Le contrecoup de l'insurrection

Comme prévu, les Forces armées éthiopiennes sont confrontées en Somalie à une insurrection qui leur inflige des pertes régulières et leur pose des problèmes majeurs :

L'insurrection, qui contrôle presque tout le sud de Mogadiscio, apparaît de plus en plus déterminée et redoutablement bien armée. Selon le GFT, le mouvement ne serait qu'une lutte d'arrière-garde d'anciens miliciens islamistes tentant de reconquérir le pouvoir perdu. De fait, l'ossature du mouvement est composée de Chebabs, l'aile la plus extrémistes des Tribunaux. Mais ces miliciens ont été rejoints par certains chefs de clans Hayiwe, le principal groupe de Mogadiscio hostile au gouvernement perçu comme dominé par le clan rival des Darods.
Au fil des semaines, cette insurrection a gagné du terrain. Les attaques contre les soldats éthiopiens et les hommes du GFT sont plus régulières. Conscients des risques, les Éthiopiens ont lancé jeudi une vaste offensive destinée à « vider » la capitale des miliciens. À l'aube, les troupes d'Addis-Abeba ont envahi les quartiers sud de la ville, bastion des insurgés. Ces derniers, repartis en petits groupes, ont réagi, ouvrant le feu à l'aide d'armes légères mais aussi de lance-roquettes, bloquant l'avancée des Éthiopiens. Dès lors, les Éthiopiens ont déployé toutes leurs forces, engageants chars et hélicoptères sans parvenir pour autant à se rendre maître du quartier. Et les pertes de part et d'autre s'accumulent.

──────────────────────────────

Dans l'extrait sur l'insurrection en Somalie, pouvez-vous reprendre tout le passage depuis « L'insurrection, qui contrôle » jusqu'à « rival des Darods. » en substituant « Muqdisho » à « Mogadiscio » ?

_Bloc de données:_
──────────────────────────────

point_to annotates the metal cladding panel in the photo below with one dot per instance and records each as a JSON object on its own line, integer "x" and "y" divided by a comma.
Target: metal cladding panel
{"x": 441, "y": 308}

──────────────────────────────

_Réponse complète:_
L'insurrection, qui contrôle presque tout le sud de Muqdisho, apparaît de plus en plus déterminée et redoutablement bien armée. Selon le GFT, le mouvement ne serait qu'une lutte d'arrière-garde d'anciens miliciens islamistes tentant de reconquérir le pouvoir perdu. De fait, l'ossature du mouvement est composée de Chebabs, l'aile la plus extrémistes des Tribunaux. Mais ces miliciens ont été rejoints par certains chefs de clans Hayiwe, le principal groupe de Muqdisho hostile au gouvernement perçu comme dominé par le clan rival des Darods.